__What the exercise asks__: Set each entry down verbatim, omitting images.
··· Excerpted data
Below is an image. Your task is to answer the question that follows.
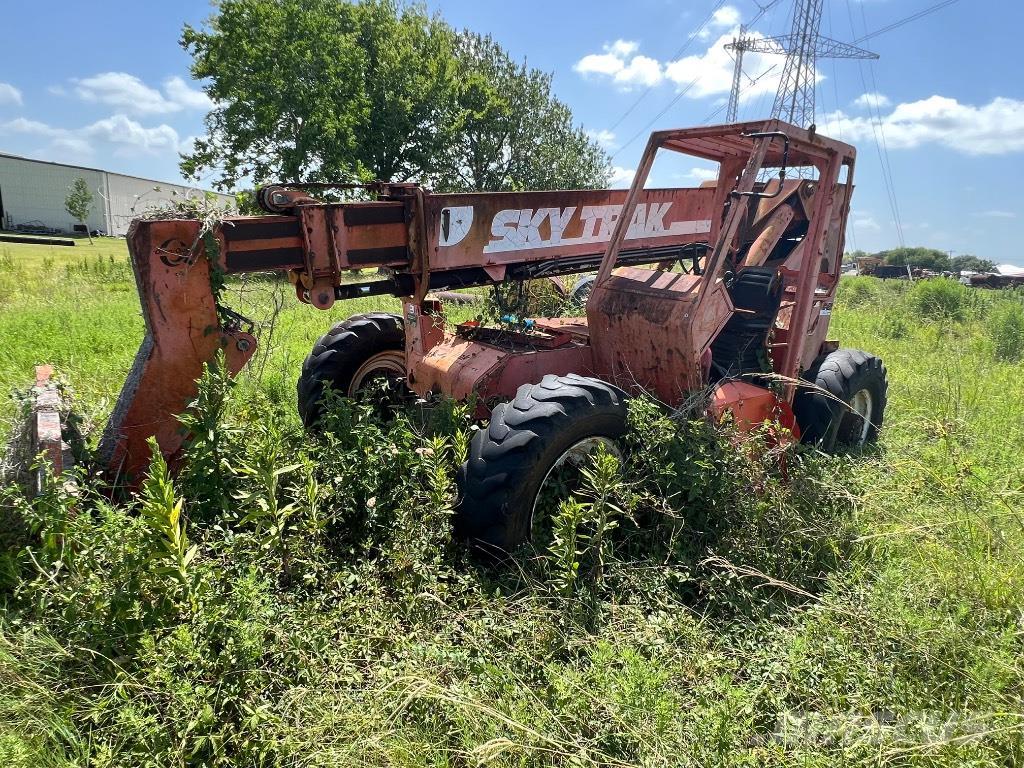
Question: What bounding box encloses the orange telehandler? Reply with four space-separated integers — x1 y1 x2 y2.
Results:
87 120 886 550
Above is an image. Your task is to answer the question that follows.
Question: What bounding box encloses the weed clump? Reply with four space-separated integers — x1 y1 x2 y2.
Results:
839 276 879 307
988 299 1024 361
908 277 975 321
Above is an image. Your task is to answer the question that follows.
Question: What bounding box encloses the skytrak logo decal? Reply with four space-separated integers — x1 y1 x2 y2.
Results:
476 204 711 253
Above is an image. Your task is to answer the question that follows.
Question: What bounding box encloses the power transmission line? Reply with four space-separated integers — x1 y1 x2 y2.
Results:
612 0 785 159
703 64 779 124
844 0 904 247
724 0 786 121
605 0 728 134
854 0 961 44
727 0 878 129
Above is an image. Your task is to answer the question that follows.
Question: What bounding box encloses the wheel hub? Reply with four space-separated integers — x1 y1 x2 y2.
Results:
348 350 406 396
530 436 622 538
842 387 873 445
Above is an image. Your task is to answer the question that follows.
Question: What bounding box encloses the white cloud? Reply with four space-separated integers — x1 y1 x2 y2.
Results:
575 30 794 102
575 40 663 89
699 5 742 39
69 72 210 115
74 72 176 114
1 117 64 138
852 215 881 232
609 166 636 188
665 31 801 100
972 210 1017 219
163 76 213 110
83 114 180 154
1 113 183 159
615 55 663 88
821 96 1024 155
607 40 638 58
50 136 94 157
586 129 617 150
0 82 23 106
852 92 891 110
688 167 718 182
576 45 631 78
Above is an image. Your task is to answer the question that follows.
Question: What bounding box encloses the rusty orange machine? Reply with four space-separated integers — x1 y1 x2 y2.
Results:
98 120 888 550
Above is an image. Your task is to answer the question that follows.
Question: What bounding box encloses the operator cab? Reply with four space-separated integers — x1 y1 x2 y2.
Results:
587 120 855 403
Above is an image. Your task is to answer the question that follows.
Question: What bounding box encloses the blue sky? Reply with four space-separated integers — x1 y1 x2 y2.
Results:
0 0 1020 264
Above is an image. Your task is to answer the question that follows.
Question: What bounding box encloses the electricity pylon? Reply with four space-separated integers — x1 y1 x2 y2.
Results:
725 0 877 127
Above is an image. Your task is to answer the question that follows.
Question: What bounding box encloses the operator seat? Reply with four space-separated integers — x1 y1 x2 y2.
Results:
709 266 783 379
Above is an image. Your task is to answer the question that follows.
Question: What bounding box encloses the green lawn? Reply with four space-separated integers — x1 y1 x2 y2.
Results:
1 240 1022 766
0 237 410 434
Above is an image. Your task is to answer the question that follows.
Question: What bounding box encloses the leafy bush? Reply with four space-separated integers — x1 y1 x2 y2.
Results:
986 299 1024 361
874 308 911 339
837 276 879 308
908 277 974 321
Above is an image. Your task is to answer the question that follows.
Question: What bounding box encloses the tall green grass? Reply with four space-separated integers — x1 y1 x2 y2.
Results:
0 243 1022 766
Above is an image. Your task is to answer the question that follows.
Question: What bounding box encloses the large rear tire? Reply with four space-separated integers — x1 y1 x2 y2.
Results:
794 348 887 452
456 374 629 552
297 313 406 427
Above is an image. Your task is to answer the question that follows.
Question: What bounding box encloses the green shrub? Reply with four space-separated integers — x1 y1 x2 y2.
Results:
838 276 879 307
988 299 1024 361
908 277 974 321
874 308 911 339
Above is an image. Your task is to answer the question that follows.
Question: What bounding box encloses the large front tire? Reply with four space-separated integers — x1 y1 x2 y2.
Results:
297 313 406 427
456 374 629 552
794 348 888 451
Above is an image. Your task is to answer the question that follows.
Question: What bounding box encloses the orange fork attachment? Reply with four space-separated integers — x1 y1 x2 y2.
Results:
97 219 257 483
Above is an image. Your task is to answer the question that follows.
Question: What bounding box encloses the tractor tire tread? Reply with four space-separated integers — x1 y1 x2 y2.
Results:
······
__Output below__:
Below is an image. Your task is to answer the question that follows.
Question: What bounding box encloses the orange telehandler? Reply with four space-separated integers — x1 y1 x2 y2.
Results:
87 120 886 550
Above is an image. Your task is to answer the question that follows.
Question: What bounding box encloses the weed clump? Reply with four space-separated integers — x1 y1 x2 y2.
Results:
839 276 879 307
988 299 1024 361
908 277 975 321
Above is an image. Your task is to answer the question that follows.
Question: What bounding box encloses the skytrak logo decal? Reply with four space-separated integers — x1 y1 x2 y2.
Results:
476 204 711 253
Above is an image. Your task is to answer the question that follows.
Question: What bounding box encloses the power transmission line? Reply with four space-separated integers — x1 y1 x2 y2.
Results:
612 0 785 159
703 64 779 124
844 0 904 247
724 0 786 121
605 0 728 134
854 0 961 44
727 0 878 129
Above is an image. Your task is to answer the question that follows.
Question: What bounding box encloses the wheel hub? Reply with four space-separated integers — x1 y1 x2 y2.
Results:
348 350 406 396
530 436 622 538
842 387 873 445
Above is an image. Your task is to answer the question that follows.
Question: What bounding box encloses the white cloud? Reply with four space-separated integers — x1 y1 x2 y2.
Results:
575 30 794 102
575 40 663 89
699 5 742 39
69 72 210 115
74 72 176 114
1 117 64 138
852 215 881 232
609 166 636 188
665 31 801 100
972 210 1017 219
163 76 213 110
83 114 180 154
1 113 183 159
615 55 663 88
821 96 1024 155
607 40 638 58
50 136 94 157
586 129 617 150
0 82 23 106
852 92 891 110
688 167 718 182
576 45 631 78
Above is an image. Your task is to answer the question that follows.
Question: What bounding box encloses the rusty orange machine? Reply with four space-separated integers — x1 y1 x2 y2.
Results:
98 120 888 550
Above is an image. Your task is to answer the question that follows.
Question: What bounding box encloses the operator cab? Reply with four space-separated integers — x1 y1 x2 y2.
Results:
587 120 855 403
Above is an image. Your task is to answer the question that follows.
Question: What bounding box encloses the blue sky? Reply with four space-separated integers — x1 y1 x2 y2.
Results:
0 0 1020 264
Above is an image. Your task is to answer the question that follows.
Question: What bounding box encloses the electricity pylon? Reply with four space-separated integers — x1 y1 x2 y2.
Results:
725 0 877 127
Above is an image. Your task is to answer the question that follows.
Question: What bounding box encloses the operator seat? Reply with four space-separated integers — x1 y1 x2 y2.
Results:
709 266 783 379
Above is an image. Your task is to answer the question that follows.
Question: What bounding box encloses the green lawn? Reply with four space-separated integers — x1 y1 x2 y2.
Results:
1 240 1022 766
0 237 410 434
Above is an image. Your task is to answer the question that follows.
Question: What bounding box encloses the leafy bush? Reply with four space-separated integers — x1 y1 x2 y2.
Results:
986 299 1024 361
874 308 911 339
837 276 879 308
908 277 974 321
Above is an image. Your task is to answer the question that follows.
Question: What bounding box encloses the tall green grass? Reply with four space-separated integers — x1 y1 x2 y2.
Results:
0 243 1022 766
Above is an image. Your task is to answer the question that follows.
Question: What bounding box encloses the large rear tire? Reply with four space-separated integers — x1 y1 x2 y2.
Results:
794 348 887 452
456 374 629 552
297 313 406 427
Above is an image. Your task is to answer the question that follows.
Question: What bounding box encloses the green shrub? Reply with four space-separated integers — x1 y1 x2 y2.
Results:
838 276 879 307
988 299 1024 361
908 277 974 321
874 308 911 339
Above is an image. Your task is to answer the question that follows.
Question: What bounding box encloses the large front tire? Reply with four space-separated integers — x1 y1 x2 y2.
Results:
297 313 406 427
456 374 629 552
794 348 888 451
Above is an image. Your task is to answer the question that follows.
Question: What bounding box encloses the orange fork attachment? Reply with four space-separated integers — x1 y1 x2 y2.
Results:
97 219 257 483
Above is an image. Your task is to answer the question that follows.
Question: What bounding box encloses the tractor tire tread? Reply with four space-separated integers — x1 y1 x2 y2.
Results:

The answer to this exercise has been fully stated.